# ACTION ITEM
In the text on support for young LGBTQ+ people, what share of young people report better mental or physical health after getting advice in YIACS?

# SUPPLIED PASSAGE

• • • • •

Although many young LGBTQ+ people do have supportive families, friends and teachers, others do not. As such, easy access to non-stigmatising, community-based support and counselling for these young people is essential.
Youth, Information, Advice and Counselling Services (YIACS) are open-access, early support community-based hubs, which provide easily accessible and age-appropriate support to young people who are presenting with a wide range of difficulties. YIACS is driven by the needs of young people and its approach has young people’s rights at its heart. After receiving advice in YIACS, 70% of young people report improvements in their mental or physical health.
Specific LGBTQ+-focused services include specialist LGBTQ+ Information, Advice and Guidance and groups. YPAS’s GYRO group offers a space for Liverpool’s young LGBTQ+ people to come together, in a supportive and affirming environment, share their experiences and feelings and develop networks of support and a sense of community and togetherness. YPAS practitioners, where appropriate, can also work with parents, families, schools and other professionals to provide information and psychoeducation, facilitating greater support and celebration of diverse identities. When space is provided for young LGBTQ+ people to explore their identities and to feel received and accepted within their authentic expressions, the likelihood of negative outcomes later on in life can be significantly reduced. When services such as YPAS are provided, young LGBTQ+ people can also be effectively safeguarded against risk.

• • • • •

# DATA EXTRACT
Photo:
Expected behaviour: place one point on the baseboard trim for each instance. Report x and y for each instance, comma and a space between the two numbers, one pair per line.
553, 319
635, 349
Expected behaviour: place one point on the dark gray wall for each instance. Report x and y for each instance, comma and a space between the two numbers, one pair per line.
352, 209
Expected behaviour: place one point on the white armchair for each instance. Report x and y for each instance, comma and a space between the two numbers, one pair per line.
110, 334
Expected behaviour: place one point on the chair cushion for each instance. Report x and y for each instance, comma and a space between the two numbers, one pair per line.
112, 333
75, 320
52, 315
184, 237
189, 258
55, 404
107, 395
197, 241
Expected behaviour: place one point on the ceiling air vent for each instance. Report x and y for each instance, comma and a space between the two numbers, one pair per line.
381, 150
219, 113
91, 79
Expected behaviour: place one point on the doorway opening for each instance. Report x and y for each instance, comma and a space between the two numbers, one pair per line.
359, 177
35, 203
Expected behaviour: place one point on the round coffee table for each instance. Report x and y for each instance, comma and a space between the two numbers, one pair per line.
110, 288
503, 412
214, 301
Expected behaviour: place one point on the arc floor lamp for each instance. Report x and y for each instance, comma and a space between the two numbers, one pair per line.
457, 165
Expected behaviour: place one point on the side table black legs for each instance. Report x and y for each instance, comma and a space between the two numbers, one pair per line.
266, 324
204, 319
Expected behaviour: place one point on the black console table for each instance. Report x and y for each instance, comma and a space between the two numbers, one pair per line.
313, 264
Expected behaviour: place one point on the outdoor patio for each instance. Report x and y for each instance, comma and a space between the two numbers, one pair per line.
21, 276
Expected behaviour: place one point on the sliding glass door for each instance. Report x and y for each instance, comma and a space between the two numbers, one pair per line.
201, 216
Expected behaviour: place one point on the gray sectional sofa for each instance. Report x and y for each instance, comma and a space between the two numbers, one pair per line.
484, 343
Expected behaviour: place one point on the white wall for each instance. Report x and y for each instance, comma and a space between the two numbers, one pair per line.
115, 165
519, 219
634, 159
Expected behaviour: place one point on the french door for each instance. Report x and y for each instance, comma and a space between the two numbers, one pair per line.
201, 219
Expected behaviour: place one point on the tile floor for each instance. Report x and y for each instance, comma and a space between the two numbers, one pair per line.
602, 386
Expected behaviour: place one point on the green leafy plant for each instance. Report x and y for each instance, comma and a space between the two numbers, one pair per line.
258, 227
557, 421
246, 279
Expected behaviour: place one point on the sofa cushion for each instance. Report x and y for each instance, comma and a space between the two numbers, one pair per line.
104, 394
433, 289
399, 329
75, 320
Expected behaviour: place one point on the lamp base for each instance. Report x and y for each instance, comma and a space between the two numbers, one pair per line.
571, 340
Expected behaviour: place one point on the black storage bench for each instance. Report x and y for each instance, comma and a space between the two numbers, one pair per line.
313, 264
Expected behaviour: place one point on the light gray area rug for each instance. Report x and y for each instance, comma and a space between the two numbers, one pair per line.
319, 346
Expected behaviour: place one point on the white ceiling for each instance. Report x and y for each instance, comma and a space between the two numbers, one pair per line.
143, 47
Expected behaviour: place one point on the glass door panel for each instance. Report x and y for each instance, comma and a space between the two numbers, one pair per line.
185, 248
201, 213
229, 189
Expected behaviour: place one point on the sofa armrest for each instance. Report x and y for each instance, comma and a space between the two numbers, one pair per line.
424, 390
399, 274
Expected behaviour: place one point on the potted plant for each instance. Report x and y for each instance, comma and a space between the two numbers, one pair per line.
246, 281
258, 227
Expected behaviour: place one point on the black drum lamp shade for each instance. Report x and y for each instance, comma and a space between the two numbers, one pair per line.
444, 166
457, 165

• • • • •

# ANSWER BOX
70%